>> BEGIN Records supplied

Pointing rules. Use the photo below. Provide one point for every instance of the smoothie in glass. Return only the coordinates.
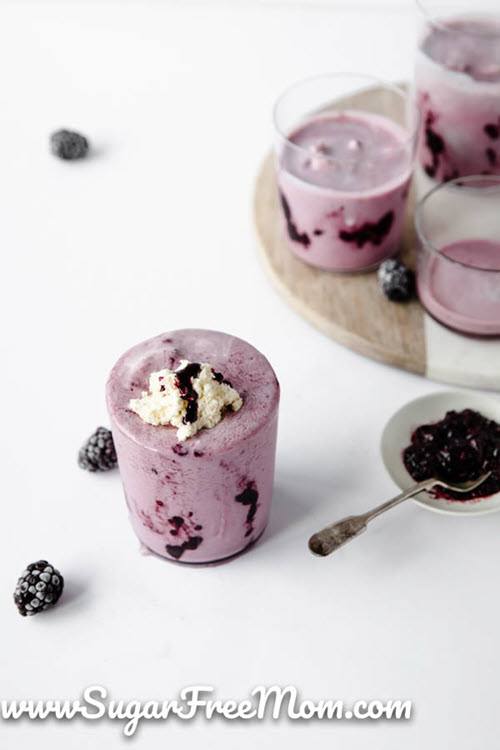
(198, 488)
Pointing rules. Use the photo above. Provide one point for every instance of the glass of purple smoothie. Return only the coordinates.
(194, 416)
(458, 262)
(345, 146)
(457, 84)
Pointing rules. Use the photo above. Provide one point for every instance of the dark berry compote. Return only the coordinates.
(459, 448)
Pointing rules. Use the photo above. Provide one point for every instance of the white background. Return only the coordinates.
(154, 233)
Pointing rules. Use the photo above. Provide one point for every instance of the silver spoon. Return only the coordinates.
(337, 534)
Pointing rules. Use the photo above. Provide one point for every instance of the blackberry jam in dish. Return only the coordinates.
(458, 448)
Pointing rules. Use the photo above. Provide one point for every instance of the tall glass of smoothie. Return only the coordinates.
(345, 146)
(194, 416)
(458, 262)
(457, 82)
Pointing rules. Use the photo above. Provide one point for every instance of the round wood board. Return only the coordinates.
(351, 309)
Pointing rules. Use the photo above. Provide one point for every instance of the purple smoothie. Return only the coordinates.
(208, 497)
(457, 79)
(343, 180)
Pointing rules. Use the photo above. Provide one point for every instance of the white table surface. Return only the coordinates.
(154, 233)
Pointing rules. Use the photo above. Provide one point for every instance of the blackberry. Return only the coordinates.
(38, 588)
(98, 453)
(67, 144)
(396, 280)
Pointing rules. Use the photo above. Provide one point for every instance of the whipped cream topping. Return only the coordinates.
(190, 398)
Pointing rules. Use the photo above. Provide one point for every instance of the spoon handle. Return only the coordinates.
(379, 509)
(337, 534)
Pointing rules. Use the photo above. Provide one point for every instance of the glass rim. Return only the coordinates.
(372, 81)
(439, 22)
(456, 184)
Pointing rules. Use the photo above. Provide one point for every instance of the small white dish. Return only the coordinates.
(432, 408)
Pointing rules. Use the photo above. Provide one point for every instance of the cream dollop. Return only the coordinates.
(191, 398)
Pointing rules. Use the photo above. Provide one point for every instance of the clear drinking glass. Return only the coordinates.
(345, 148)
(458, 262)
(457, 86)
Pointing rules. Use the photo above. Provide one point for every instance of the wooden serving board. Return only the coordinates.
(351, 309)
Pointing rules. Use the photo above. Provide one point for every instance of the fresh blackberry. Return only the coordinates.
(67, 144)
(396, 280)
(38, 588)
(98, 453)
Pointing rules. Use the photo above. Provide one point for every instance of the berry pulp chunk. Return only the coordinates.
(343, 180)
(207, 497)
(458, 448)
(457, 80)
(465, 294)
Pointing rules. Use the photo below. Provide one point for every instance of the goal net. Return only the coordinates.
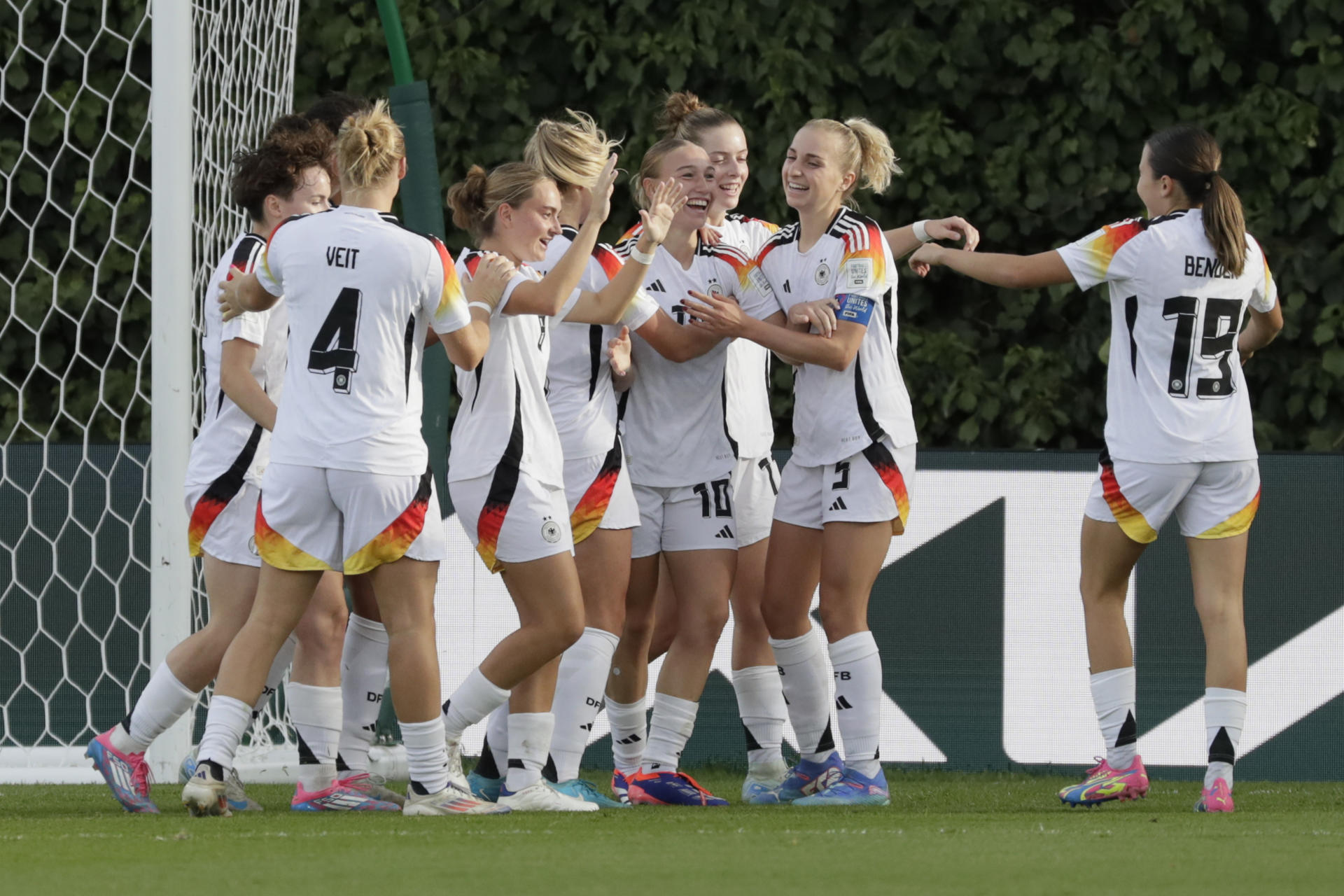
(77, 394)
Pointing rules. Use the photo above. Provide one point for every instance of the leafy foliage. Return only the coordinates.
(1026, 118)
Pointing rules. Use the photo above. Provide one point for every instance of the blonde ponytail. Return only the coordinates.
(369, 148)
(571, 153)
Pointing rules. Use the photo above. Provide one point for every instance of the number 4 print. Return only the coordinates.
(1222, 317)
(334, 349)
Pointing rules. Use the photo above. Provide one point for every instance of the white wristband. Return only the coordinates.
(644, 258)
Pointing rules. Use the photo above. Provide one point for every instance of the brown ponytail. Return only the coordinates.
(1193, 159)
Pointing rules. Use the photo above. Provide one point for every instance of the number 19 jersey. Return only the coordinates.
(360, 290)
(1175, 393)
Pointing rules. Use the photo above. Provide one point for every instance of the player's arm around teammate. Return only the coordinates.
(349, 486)
(1177, 431)
(844, 492)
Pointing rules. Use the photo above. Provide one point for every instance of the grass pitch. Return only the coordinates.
(944, 833)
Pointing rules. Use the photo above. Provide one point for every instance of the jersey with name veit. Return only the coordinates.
(1175, 393)
(503, 419)
(362, 290)
(229, 441)
(838, 414)
(676, 429)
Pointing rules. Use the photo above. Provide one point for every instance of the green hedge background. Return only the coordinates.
(1027, 118)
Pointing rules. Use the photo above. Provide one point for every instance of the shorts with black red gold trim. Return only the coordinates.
(1211, 500)
(686, 517)
(511, 517)
(598, 493)
(223, 526)
(347, 520)
(869, 486)
(756, 484)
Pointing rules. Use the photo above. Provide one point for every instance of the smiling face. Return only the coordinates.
(526, 229)
(689, 166)
(727, 149)
(312, 194)
(813, 175)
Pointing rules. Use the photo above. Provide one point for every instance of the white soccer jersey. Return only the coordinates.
(362, 290)
(503, 419)
(838, 414)
(1175, 393)
(676, 430)
(232, 448)
(750, 421)
(580, 378)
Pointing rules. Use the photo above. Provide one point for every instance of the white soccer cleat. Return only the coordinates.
(456, 777)
(451, 801)
(542, 797)
(204, 794)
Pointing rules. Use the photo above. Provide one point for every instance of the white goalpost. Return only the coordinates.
(143, 106)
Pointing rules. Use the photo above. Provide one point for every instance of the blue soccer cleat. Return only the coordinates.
(808, 778)
(851, 790)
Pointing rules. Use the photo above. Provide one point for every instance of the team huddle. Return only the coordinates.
(612, 460)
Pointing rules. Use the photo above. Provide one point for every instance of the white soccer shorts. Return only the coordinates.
(222, 523)
(870, 486)
(691, 517)
(1212, 500)
(756, 482)
(347, 520)
(511, 517)
(600, 495)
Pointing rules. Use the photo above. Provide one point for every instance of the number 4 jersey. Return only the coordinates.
(1175, 393)
(360, 292)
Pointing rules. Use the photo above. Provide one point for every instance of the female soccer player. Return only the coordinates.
(1177, 431)
(245, 362)
(682, 458)
(349, 485)
(844, 493)
(507, 464)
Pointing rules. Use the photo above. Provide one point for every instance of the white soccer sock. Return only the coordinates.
(528, 743)
(226, 724)
(578, 697)
(762, 711)
(162, 703)
(1225, 716)
(363, 680)
(1113, 695)
(803, 675)
(315, 713)
(858, 669)
(671, 727)
(628, 723)
(277, 675)
(425, 755)
(472, 701)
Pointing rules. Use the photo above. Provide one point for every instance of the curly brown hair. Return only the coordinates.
(277, 166)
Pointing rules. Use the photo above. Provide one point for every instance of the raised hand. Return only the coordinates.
(619, 352)
(953, 229)
(230, 295)
(603, 191)
(820, 314)
(667, 200)
(715, 314)
(487, 284)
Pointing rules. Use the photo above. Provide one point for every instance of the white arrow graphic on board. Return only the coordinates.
(1310, 662)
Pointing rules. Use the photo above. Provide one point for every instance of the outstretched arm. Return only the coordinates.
(1012, 272)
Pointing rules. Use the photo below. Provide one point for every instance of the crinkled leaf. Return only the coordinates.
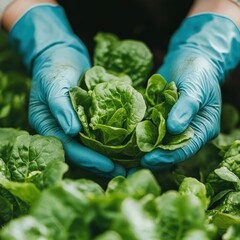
(33, 153)
(123, 56)
(98, 74)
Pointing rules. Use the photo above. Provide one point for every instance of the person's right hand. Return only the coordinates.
(57, 59)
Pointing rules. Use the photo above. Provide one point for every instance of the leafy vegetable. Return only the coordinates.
(28, 163)
(131, 57)
(119, 121)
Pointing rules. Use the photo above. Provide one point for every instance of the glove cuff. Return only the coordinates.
(215, 36)
(43, 27)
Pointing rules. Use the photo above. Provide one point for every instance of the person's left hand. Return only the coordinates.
(57, 59)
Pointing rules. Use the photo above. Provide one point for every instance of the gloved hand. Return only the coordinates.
(57, 59)
(201, 53)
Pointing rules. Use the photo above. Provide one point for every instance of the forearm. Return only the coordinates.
(17, 8)
(223, 7)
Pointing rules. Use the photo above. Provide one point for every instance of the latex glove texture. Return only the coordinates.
(57, 59)
(201, 53)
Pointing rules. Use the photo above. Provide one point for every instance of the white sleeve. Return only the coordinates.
(3, 5)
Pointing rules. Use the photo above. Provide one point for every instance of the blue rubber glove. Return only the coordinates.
(57, 59)
(202, 52)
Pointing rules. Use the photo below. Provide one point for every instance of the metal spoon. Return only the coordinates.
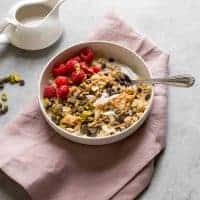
(177, 81)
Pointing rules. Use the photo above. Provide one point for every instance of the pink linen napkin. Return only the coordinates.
(52, 168)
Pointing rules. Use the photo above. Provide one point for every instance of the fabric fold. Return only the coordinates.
(52, 168)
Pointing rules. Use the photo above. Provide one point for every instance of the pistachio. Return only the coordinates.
(21, 82)
(4, 97)
(4, 109)
(1, 86)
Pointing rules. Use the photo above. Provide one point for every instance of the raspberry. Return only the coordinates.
(49, 91)
(78, 77)
(61, 80)
(87, 54)
(70, 66)
(77, 58)
(63, 91)
(96, 69)
(85, 68)
(59, 70)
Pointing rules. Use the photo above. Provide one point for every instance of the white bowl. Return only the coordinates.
(120, 53)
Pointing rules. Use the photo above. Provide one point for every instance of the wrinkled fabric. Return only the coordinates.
(50, 167)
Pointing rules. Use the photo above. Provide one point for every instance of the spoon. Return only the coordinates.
(177, 81)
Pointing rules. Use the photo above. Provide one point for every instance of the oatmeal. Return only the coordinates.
(92, 96)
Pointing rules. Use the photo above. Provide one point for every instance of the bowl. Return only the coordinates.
(120, 53)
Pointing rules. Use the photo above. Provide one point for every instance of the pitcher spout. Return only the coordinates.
(54, 4)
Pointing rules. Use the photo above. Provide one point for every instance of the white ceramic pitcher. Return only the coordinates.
(32, 25)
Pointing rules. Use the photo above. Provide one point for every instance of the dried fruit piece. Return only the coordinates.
(61, 80)
(87, 54)
(63, 91)
(49, 91)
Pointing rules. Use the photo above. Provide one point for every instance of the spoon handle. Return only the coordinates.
(177, 81)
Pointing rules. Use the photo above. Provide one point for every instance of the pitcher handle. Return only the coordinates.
(3, 25)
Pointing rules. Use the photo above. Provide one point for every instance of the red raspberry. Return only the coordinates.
(96, 69)
(61, 80)
(49, 91)
(86, 69)
(63, 91)
(78, 77)
(87, 54)
(59, 70)
(70, 66)
(77, 58)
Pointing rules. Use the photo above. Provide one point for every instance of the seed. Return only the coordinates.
(4, 97)
(11, 79)
(111, 60)
(21, 82)
(17, 77)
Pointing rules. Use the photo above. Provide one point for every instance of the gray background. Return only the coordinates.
(174, 25)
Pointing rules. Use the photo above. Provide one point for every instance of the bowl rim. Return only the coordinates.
(59, 129)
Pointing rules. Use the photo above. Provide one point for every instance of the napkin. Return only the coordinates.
(50, 167)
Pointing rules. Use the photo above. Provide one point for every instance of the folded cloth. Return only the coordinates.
(49, 167)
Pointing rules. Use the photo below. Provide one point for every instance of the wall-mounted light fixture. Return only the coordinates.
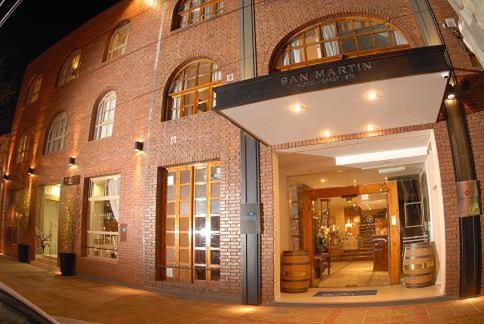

>> END Records supplied

Aim of the task ▸
Report every line of the records that contains the word "purple", copying each one in full.

Solution below ▸
Pointing rules. Use the photo above. Provide one point for every instance of the glass of purple smoothie. Return only the coordinates.
Pointing rules. Use the photo above. Provide one point for every instance of the purple smoothie. Return only the coordinates.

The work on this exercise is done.